Data provided START
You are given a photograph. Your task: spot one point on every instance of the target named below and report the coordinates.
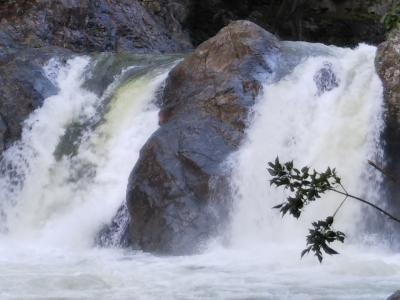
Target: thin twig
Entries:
(368, 203)
(340, 206)
(383, 171)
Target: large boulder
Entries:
(177, 194)
(343, 23)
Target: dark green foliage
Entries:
(306, 186)
(320, 236)
(392, 19)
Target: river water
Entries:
(67, 176)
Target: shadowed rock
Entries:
(178, 193)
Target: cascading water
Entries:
(67, 176)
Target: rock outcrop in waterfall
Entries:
(177, 191)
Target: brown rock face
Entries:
(177, 192)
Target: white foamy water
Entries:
(59, 202)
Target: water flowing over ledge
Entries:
(67, 176)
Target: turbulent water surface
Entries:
(66, 178)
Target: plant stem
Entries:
(383, 171)
(368, 203)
Data provided END
> _Problem statement_
Print exactly the lines from the first line of the records above through the line containing "Target: brown rock face", leaving out the pictures.

> _Response area_
You are given a photograph. Your task: spot one point on every instance of the target named below and report the coordinates.
Target: thin twig
Entries:
(368, 203)
(340, 206)
(383, 171)
Target: large boulder
Entries:
(177, 194)
(343, 23)
Target: dark green foliage
Entries:
(306, 186)
(320, 236)
(392, 19)
Target: river water
Entries:
(67, 176)
Target: shadowed rock
Entries:
(178, 193)
Target: cascading water
Entries:
(67, 176)
Target: rock outcrop in waterfall
Entries:
(177, 191)
Target: brown rock face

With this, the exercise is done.